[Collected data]
┌──

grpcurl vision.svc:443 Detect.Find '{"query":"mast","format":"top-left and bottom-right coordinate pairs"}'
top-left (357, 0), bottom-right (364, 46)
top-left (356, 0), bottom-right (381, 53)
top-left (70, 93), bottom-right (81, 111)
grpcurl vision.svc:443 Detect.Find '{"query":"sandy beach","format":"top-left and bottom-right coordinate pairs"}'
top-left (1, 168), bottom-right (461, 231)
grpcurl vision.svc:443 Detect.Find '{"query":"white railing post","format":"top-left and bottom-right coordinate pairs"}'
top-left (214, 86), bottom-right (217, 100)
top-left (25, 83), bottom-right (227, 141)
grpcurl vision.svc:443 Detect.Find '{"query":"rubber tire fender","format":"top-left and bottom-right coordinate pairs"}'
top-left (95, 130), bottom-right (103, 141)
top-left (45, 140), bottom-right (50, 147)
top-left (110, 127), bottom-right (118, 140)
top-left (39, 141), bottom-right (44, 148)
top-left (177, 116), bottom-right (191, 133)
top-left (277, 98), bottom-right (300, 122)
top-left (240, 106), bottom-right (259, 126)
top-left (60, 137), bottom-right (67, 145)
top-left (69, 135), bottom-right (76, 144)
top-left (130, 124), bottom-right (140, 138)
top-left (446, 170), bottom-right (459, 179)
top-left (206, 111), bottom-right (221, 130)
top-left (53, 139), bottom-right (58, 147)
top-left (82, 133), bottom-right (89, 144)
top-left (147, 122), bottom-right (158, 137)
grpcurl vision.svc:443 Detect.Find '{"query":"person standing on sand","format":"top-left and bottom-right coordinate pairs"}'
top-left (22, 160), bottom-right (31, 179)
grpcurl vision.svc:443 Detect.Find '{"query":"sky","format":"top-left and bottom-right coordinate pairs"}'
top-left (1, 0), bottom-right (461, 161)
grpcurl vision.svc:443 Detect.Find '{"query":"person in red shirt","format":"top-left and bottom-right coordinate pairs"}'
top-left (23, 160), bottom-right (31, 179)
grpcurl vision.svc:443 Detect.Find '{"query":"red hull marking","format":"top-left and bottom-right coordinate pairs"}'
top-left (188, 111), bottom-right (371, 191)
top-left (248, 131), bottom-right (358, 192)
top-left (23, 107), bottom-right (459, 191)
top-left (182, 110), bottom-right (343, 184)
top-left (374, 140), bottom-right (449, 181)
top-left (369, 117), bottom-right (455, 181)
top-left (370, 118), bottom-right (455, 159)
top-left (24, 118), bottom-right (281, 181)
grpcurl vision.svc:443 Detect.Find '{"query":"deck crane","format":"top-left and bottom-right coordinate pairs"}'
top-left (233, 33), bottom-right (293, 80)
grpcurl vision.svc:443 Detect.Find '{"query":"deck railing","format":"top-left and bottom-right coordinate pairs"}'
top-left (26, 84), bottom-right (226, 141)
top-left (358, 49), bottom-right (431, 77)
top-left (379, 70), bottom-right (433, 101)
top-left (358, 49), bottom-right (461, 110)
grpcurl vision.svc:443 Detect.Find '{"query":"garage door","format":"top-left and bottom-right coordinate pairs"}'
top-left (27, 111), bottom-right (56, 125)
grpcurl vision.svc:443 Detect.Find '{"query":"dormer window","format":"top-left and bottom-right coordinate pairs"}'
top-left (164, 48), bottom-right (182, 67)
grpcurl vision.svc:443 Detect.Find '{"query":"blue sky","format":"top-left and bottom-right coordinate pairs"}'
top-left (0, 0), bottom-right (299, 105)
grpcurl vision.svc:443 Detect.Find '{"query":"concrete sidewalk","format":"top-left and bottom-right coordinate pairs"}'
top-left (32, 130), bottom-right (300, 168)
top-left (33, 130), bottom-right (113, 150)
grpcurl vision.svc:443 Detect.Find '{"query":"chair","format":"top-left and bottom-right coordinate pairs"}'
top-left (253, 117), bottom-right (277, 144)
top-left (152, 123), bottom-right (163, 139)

└──

> **Exercise brief**: Word for word, copy out all the data given above.

> **Written solution**:
grpcurl vision.svc:443 Detect.Find '{"query":"mast","format":"top-left and bottom-right coordinate pairs"}'
top-left (357, 0), bottom-right (364, 46)
top-left (356, 0), bottom-right (381, 53)
top-left (70, 93), bottom-right (81, 111)
grpcurl vision.svc:443 Detect.Find '{"query":"sandy beach","format":"top-left and bottom-right coordinate pairs"}'
top-left (1, 168), bottom-right (461, 231)
grpcurl vision.svc:443 Detect.Find '{"query":"white railing post","format":"top-left and bottom-right coordinate pairs"}'
top-left (214, 86), bottom-right (217, 100)
top-left (25, 83), bottom-right (227, 141)
grpcurl vision.svc:443 Detect.Find '{"query":"rubber tire fender","format":"top-left and bottom-right coordinate pairs"}'
top-left (95, 130), bottom-right (103, 141)
top-left (45, 140), bottom-right (50, 147)
top-left (110, 127), bottom-right (118, 140)
top-left (39, 141), bottom-right (44, 148)
top-left (177, 116), bottom-right (191, 133)
top-left (277, 98), bottom-right (300, 122)
top-left (240, 106), bottom-right (259, 126)
top-left (60, 137), bottom-right (67, 145)
top-left (69, 135), bottom-right (76, 144)
top-left (130, 124), bottom-right (140, 138)
top-left (446, 170), bottom-right (459, 179)
top-left (206, 111), bottom-right (221, 130)
top-left (53, 139), bottom-right (58, 147)
top-left (82, 133), bottom-right (89, 144)
top-left (147, 122), bottom-right (158, 137)
grpcurl vision.svc:443 Detect.Find '{"query":"person standing on sand","format":"top-left and bottom-right coordinate pairs"}'
top-left (22, 160), bottom-right (31, 179)
grpcurl vision.svc:443 Detect.Find '{"query":"sky","format":"top-left and bottom-right coordinate pairs"}'
top-left (1, 0), bottom-right (461, 161)
grpcurl vision.svc:443 Detect.Find '{"query":"person in red shirt","format":"top-left and bottom-right coordinate pairs"}'
top-left (23, 160), bottom-right (31, 179)
grpcurl vision.svc:443 Detect.Find '{"query":"red hull marking","format":"top-left and bottom-right coordinate pairs"}'
top-left (188, 111), bottom-right (371, 191)
top-left (248, 131), bottom-right (358, 192)
top-left (23, 107), bottom-right (459, 191)
top-left (182, 110), bottom-right (343, 184)
top-left (374, 140), bottom-right (449, 181)
top-left (369, 117), bottom-right (455, 181)
top-left (370, 118), bottom-right (455, 159)
top-left (24, 118), bottom-right (281, 181)
grpcurl vision.svc:443 Detect.Find '{"query":"deck crane","format":"top-left and bottom-right coordinate pairs"}'
top-left (233, 33), bottom-right (293, 80)
grpcurl vision.svc:443 Detect.Find '{"query":"deck railing","format":"top-left and bottom-right coordinate pairs"}'
top-left (26, 84), bottom-right (226, 141)
top-left (358, 49), bottom-right (431, 77)
top-left (379, 70), bottom-right (433, 101)
top-left (358, 49), bottom-right (461, 110)
grpcurl vision.svc:443 Detect.Find '{"query":"garage door","format":"top-left and bottom-right coordinate pairs"}'
top-left (27, 111), bottom-right (56, 125)
grpcurl vision.svc:443 Detect.Find '{"query":"dormer window","format":"top-left and bottom-right coordinate pairs"}'
top-left (164, 48), bottom-right (182, 67)
grpcurl vision.svc:443 Detect.Find '{"query":"blue sky","format":"top-left and bottom-right coordinate pairs"}'
top-left (0, 0), bottom-right (299, 105)
grpcurl vision.svc:443 Detect.Find '{"query":"concrete sidewalk","format":"top-left and bottom-right coordinate pairs"}'
top-left (32, 130), bottom-right (300, 168)
top-left (33, 130), bottom-right (113, 150)
grpcurl vision.svc:443 Detect.Find '{"query":"chair","format":"top-left and bottom-right coordinate pairs"}'
top-left (253, 117), bottom-right (277, 144)
top-left (152, 123), bottom-right (163, 139)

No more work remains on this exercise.